*Input rows*.
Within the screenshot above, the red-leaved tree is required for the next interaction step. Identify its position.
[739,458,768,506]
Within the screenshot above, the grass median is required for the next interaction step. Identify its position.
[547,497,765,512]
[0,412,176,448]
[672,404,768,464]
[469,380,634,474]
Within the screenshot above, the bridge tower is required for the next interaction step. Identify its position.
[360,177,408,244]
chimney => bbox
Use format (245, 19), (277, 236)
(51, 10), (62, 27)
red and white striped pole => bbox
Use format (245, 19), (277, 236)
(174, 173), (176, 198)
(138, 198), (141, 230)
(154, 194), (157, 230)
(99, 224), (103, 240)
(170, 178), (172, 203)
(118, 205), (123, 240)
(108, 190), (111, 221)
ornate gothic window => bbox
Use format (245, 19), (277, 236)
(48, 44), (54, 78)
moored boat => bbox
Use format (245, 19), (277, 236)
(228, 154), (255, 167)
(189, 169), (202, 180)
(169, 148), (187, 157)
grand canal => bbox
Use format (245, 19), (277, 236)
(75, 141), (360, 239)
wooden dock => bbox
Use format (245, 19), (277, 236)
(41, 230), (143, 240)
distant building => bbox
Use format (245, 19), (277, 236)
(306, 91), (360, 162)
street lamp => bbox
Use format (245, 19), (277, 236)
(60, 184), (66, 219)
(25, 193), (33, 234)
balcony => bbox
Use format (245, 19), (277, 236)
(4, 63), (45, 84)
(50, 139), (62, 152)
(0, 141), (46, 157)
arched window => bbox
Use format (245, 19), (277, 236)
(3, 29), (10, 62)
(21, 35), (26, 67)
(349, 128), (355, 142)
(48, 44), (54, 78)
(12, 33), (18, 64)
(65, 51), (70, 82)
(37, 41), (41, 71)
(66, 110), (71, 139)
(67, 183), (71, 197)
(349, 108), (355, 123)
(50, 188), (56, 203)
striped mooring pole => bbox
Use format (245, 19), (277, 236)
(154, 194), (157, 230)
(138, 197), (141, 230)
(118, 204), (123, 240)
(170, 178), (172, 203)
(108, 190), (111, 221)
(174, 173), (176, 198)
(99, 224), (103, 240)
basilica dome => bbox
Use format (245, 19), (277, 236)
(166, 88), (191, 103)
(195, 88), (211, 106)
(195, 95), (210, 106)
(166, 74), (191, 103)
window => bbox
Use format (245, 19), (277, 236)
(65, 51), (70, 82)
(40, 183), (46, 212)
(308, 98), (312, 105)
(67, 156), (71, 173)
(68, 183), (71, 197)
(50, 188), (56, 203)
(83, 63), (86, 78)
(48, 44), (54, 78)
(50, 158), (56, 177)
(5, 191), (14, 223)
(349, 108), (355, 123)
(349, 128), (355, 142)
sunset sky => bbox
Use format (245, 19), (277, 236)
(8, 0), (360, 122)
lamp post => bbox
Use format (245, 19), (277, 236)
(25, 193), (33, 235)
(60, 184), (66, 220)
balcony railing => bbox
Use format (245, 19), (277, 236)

*The request*. Render all of the rows above as a numbered list, leaving out any blank lines.

*Result of the task*.
1. Within the screenshot above, the red-leaved tree is required for the next interaction step. Identify its position.
2. [739,458,768,506]
3. Within the screenshot above, the grass median is required for the next interaction step. Identify its position.
4. [547,497,765,512]
5. [0,412,176,448]
6. [672,404,768,464]
7. [469,380,634,474]
8. Within the screenshot above, the bridge tower is required for the next interaction step. Identify its position.
9. [360,177,408,244]
10. chimney => bbox
11. Use format (245, 19), (277, 236)
12. (51, 10), (62, 27)
13. red and white striped pole => bbox
14. Use format (245, 19), (277, 236)
15. (174, 173), (176, 198)
16. (138, 198), (141, 230)
17. (154, 194), (157, 230)
18. (99, 224), (103, 240)
19. (170, 178), (172, 203)
20. (118, 205), (123, 240)
21. (108, 190), (111, 221)
22. ornate gothic window => bbox
23. Use format (245, 19), (277, 236)
24. (48, 44), (54, 78)
25. moored boat => bbox
26. Use format (245, 19), (277, 236)
27. (228, 154), (255, 167)
28. (189, 169), (202, 180)
29. (169, 148), (187, 157)
30. grand canal => bbox
31. Use format (245, 19), (277, 236)
32. (75, 141), (360, 239)
33. wooden dock => bbox
34. Use format (245, 19), (277, 236)
35. (41, 230), (143, 240)
36. distant building => bbox
37. Use format (245, 19), (277, 236)
38. (306, 91), (360, 162)
39. street lamp => bbox
40. Use format (245, 19), (277, 236)
41. (60, 184), (66, 219)
42. (25, 193), (33, 234)
43. balcony => bbox
44. Use format (245, 19), (277, 236)
45. (4, 63), (45, 84)
46. (50, 139), (62, 152)
47. (0, 141), (46, 157)
48. arched window => bbox
49. Use format (245, 19), (277, 236)
50. (3, 29), (10, 62)
51. (21, 35), (26, 67)
52. (349, 128), (355, 142)
53. (48, 44), (54, 78)
54. (12, 33), (18, 64)
55. (65, 51), (70, 82)
56. (37, 41), (41, 71)
57. (66, 110), (71, 139)
58. (67, 183), (71, 197)
59. (349, 108), (355, 123)
60. (50, 188), (56, 203)
61. striped mooring pole => bbox
62. Use format (245, 19), (277, 236)
63. (154, 194), (157, 230)
64. (138, 197), (141, 230)
65. (118, 204), (123, 240)
66. (170, 178), (172, 203)
67. (108, 190), (111, 221)
68. (174, 173), (176, 198)
69. (99, 224), (103, 240)
70. basilica dome => bbox
71. Use format (245, 19), (277, 236)
72. (166, 88), (191, 103)
73. (195, 88), (211, 106)
74. (195, 95), (210, 106)
75. (166, 74), (191, 103)
76. window => bbox
77. Use format (245, 19), (277, 236)
78. (65, 51), (70, 82)
79. (40, 183), (46, 212)
80. (308, 98), (312, 105)
81. (67, 156), (71, 173)
82. (68, 183), (71, 197)
83. (50, 188), (56, 203)
84. (83, 63), (86, 78)
85. (48, 44), (54, 78)
86. (50, 158), (56, 177)
87. (5, 191), (14, 223)
88. (349, 108), (355, 123)
89. (349, 128), (355, 142)
90. sunset sky => bbox
91. Use format (245, 19), (277, 236)
92. (8, 0), (360, 122)
93. lamp post => bbox
94. Use format (245, 19), (277, 236)
95. (25, 193), (33, 235)
96. (60, 184), (66, 220)
97. balcony railing => bbox
98. Use format (245, 19), (277, 236)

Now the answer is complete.